Input below:

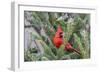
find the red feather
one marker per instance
(58, 38)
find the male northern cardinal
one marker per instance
(58, 38)
(58, 41)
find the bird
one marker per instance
(58, 41)
(58, 37)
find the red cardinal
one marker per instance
(58, 38)
(58, 41)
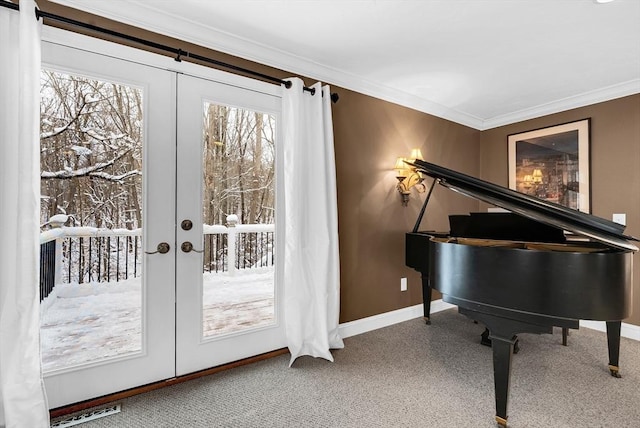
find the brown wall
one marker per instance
(615, 162)
(369, 135)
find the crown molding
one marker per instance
(155, 20)
(588, 98)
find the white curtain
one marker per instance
(22, 396)
(312, 270)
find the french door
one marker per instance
(172, 273)
(226, 155)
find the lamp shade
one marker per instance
(400, 167)
(415, 154)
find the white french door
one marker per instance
(236, 313)
(212, 294)
(151, 353)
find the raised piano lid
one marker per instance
(534, 208)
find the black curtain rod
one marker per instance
(179, 53)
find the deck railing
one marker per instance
(86, 254)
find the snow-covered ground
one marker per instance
(87, 322)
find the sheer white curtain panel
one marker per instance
(311, 258)
(22, 396)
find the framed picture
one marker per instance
(553, 164)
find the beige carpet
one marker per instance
(407, 375)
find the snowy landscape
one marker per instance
(83, 323)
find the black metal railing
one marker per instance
(86, 257)
(47, 268)
(100, 258)
(254, 250)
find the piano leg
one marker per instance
(502, 333)
(426, 298)
(613, 341)
(502, 353)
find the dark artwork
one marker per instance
(547, 167)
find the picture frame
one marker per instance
(553, 164)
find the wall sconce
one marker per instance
(407, 176)
(537, 176)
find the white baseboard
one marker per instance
(386, 319)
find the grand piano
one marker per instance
(535, 266)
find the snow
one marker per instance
(79, 150)
(84, 323)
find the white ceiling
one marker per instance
(481, 63)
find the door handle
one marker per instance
(162, 248)
(187, 247)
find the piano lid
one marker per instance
(531, 207)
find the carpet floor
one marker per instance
(407, 375)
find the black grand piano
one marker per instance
(526, 270)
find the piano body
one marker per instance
(516, 272)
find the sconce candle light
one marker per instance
(408, 176)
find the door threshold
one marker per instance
(100, 401)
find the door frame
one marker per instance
(156, 360)
(193, 351)
(55, 381)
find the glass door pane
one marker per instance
(108, 200)
(91, 190)
(228, 297)
(238, 219)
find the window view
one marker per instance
(91, 217)
(238, 217)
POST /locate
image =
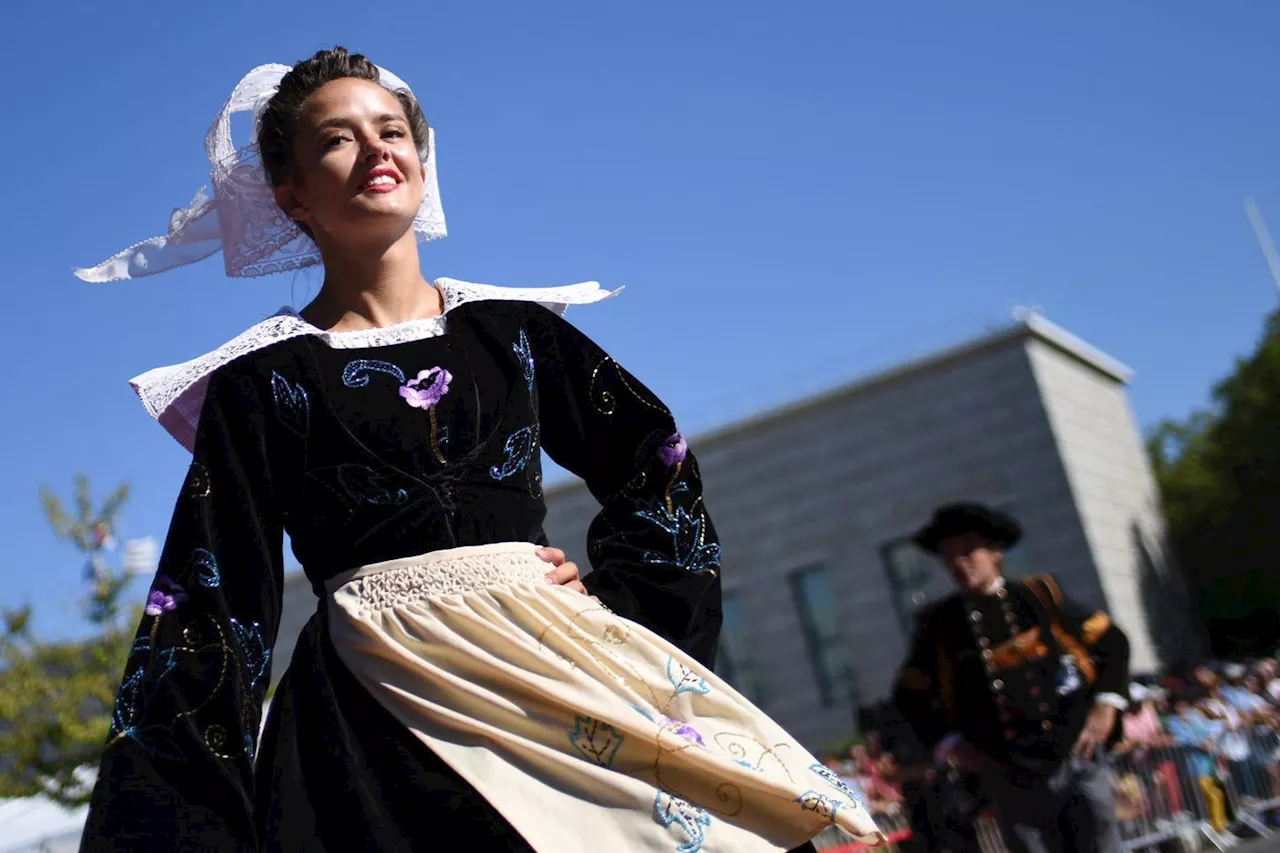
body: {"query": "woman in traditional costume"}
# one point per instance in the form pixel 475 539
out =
pixel 444 696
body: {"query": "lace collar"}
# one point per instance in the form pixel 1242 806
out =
pixel 176 393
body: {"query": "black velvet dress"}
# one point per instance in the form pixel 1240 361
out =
pixel 314 441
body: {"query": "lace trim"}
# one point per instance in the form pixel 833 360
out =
pixel 174 395
pixel 411 584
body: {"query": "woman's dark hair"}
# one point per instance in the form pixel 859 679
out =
pixel 279 119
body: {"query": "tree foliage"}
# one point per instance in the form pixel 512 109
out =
pixel 56 697
pixel 1219 475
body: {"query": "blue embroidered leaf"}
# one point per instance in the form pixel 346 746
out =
pixel 526 359
pixel 597 742
pixel 823 806
pixel 686 532
pixel 205 565
pixel 846 787
pixel 690 820
pixel 256 655
pixel 138 687
pixel 292 405
pixel 685 680
pixel 519 448
pixel 356 486
pixel 356 373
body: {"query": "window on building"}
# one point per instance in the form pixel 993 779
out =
pixel 824 634
pixel 918 579
pixel 734 657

End of Input.

• [The problem]:
Restate word for word only the lines from where the entries begin through the one with "find the white baseboard"; omit the pictures.

• [Solution below]:
find the red feather
one marker per instance
(58, 38)
find the male northern cardinal
one marker per instance
(58, 38)
(58, 41)
find the bird
one marker per instance
(58, 41)
(58, 37)
find the red cardinal
one marker per instance
(58, 38)
(58, 41)
find the brown wall
one marker per instance
(615, 162)
(369, 135)
find the crown molding
one marker per instance
(155, 20)
(588, 98)
find the white curtain
one marker per instance
(22, 396)
(312, 270)
find the french door
one marker per instance
(172, 273)
(226, 155)
find the lamp shade
one marker per instance
(400, 167)
(415, 154)
find the white french door
one marker per instance
(236, 313)
(212, 294)
(151, 353)
find the raised piano lid
one marker per instance
(534, 208)
find the black curtain rod
one marker per instance
(179, 53)
find the deck railing
one marker per instance
(86, 254)
find the snow-covered ground
one marker per instance
(87, 322)
find the sheer white curtain panel
one marker per instance
(311, 258)
(22, 396)
find the framed picture
one marker per instance
(553, 164)
find the beige carpet
one marker per instance
(407, 375)
find the snowy landscape
one marker per instance
(83, 323)
find the black metal railing
one marker per instance
(86, 257)
(47, 268)
(100, 258)
(254, 250)
find the piano leg
one marker per instance
(502, 333)
(426, 298)
(613, 341)
(502, 353)
find the dark artwork
one marker per instance
(547, 167)
find the picture frame
one marker per instance
(553, 164)
find the wall sconce
one marker per instance
(407, 176)
(537, 176)
find the white baseboard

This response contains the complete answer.